Problem requirements:
Pull out every line of the material that contains the word "electrical", treating uppercase and lowercase as different.

Dataset excerpts on object pointing:
- - - -

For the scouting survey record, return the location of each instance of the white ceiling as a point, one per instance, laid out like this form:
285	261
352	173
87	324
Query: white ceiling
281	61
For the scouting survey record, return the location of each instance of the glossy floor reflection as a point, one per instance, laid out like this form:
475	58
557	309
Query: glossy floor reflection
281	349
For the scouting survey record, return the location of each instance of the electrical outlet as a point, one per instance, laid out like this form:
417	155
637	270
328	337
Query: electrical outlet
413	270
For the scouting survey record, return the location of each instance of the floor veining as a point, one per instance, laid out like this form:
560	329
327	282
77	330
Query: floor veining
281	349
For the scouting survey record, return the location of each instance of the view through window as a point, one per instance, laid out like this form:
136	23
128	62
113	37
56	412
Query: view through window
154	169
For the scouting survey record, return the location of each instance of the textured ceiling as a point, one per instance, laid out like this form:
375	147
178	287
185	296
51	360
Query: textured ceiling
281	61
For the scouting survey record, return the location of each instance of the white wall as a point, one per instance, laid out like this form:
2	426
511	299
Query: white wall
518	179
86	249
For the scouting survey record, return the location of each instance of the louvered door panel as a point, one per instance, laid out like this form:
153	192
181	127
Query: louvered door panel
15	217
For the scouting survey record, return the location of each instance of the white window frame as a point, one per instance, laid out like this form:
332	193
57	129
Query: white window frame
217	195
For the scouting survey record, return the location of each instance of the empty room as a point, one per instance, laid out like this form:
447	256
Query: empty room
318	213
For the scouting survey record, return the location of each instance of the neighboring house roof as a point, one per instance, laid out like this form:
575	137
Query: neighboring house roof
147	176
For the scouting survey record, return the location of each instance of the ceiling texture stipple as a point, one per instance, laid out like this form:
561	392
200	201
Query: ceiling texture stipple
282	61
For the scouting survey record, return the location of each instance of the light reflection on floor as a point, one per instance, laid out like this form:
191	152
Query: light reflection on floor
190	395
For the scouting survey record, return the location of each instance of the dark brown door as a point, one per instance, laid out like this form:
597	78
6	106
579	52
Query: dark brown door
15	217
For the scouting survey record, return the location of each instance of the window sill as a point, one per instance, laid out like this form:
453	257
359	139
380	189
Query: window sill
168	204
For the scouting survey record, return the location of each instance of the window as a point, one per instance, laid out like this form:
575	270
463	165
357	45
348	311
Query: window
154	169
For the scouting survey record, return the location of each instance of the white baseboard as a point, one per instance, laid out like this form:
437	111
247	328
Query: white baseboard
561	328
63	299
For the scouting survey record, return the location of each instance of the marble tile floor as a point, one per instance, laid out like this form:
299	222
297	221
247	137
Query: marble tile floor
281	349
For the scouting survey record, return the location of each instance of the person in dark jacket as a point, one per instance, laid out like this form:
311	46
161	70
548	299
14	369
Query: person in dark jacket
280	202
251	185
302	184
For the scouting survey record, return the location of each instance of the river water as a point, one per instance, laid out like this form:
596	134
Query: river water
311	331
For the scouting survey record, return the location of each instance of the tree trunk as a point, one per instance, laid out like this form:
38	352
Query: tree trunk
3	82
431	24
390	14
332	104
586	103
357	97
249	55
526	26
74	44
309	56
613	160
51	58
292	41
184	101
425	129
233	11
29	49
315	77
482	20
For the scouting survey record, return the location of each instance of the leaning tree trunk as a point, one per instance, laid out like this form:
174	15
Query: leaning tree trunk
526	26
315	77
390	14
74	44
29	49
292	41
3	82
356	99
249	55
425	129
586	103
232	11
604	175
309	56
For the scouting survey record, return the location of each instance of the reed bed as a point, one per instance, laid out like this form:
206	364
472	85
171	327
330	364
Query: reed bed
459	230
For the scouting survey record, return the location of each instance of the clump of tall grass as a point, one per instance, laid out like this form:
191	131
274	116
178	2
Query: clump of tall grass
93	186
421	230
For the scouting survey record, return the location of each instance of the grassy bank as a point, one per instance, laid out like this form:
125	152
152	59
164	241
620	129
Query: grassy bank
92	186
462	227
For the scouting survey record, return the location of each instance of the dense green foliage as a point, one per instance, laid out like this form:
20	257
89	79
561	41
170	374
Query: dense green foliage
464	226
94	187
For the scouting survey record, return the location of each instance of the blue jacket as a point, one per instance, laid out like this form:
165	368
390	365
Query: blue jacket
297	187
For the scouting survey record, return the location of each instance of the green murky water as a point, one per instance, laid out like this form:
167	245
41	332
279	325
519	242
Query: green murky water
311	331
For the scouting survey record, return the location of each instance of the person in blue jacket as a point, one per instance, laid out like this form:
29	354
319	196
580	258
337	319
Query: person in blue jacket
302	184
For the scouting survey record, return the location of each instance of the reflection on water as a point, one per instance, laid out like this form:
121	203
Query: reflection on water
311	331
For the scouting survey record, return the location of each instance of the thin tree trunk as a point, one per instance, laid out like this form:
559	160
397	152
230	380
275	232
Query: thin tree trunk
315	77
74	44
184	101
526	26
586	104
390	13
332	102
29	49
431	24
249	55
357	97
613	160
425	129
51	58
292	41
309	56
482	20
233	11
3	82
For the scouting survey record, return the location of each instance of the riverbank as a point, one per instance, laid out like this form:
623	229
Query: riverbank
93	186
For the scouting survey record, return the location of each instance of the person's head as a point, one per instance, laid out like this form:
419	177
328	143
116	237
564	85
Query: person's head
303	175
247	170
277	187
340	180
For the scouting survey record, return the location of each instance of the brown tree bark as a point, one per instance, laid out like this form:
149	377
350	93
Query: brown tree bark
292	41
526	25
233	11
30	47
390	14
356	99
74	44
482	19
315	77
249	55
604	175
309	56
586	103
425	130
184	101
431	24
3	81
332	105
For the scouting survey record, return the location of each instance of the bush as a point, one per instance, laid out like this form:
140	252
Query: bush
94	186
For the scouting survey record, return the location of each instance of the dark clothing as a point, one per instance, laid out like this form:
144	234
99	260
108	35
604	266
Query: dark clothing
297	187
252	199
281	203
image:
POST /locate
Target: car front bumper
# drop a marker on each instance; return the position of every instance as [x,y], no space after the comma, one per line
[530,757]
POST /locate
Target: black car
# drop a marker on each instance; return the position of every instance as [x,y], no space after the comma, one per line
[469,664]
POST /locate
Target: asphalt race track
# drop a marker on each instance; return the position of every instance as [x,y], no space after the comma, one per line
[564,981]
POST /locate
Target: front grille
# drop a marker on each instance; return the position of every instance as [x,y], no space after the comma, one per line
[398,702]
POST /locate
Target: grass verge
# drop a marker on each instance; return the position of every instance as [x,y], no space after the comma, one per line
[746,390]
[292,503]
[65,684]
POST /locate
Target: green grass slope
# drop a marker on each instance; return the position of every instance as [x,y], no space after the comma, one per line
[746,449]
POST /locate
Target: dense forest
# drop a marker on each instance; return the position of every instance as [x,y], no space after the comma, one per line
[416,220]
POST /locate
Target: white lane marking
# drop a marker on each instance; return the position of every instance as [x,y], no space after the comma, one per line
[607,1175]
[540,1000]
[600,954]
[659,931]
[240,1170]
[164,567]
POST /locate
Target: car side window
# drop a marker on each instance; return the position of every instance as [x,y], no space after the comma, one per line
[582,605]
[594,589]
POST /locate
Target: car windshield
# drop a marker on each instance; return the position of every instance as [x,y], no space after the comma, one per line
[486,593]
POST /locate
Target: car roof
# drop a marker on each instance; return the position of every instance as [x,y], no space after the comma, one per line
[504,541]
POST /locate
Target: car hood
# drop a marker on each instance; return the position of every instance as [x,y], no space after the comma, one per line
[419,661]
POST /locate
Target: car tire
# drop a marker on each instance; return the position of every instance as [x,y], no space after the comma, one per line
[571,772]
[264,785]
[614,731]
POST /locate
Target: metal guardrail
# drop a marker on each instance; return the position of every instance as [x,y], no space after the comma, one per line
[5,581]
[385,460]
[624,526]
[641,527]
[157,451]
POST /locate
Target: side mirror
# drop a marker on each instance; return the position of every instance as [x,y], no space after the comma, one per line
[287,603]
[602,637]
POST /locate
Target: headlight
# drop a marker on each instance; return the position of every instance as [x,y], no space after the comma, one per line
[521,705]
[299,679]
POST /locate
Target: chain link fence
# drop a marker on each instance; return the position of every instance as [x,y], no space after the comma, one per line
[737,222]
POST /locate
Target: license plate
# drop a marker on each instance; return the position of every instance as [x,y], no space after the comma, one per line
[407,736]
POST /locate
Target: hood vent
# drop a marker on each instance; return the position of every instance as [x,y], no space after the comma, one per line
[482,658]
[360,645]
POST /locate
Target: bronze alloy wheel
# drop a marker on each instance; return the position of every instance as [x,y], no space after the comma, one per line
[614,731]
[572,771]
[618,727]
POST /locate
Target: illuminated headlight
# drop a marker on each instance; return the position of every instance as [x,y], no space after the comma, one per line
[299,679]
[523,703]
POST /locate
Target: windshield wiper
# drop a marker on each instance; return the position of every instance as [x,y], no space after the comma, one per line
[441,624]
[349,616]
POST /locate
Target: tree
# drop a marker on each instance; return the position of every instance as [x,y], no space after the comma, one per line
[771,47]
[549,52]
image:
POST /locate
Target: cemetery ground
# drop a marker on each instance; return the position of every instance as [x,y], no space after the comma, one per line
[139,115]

- - - -

Task solution:
For the scouting survey record, return the location of each instance of the electrical outlet as a point, one per instance, laid out like this form:
Query: electrical outlet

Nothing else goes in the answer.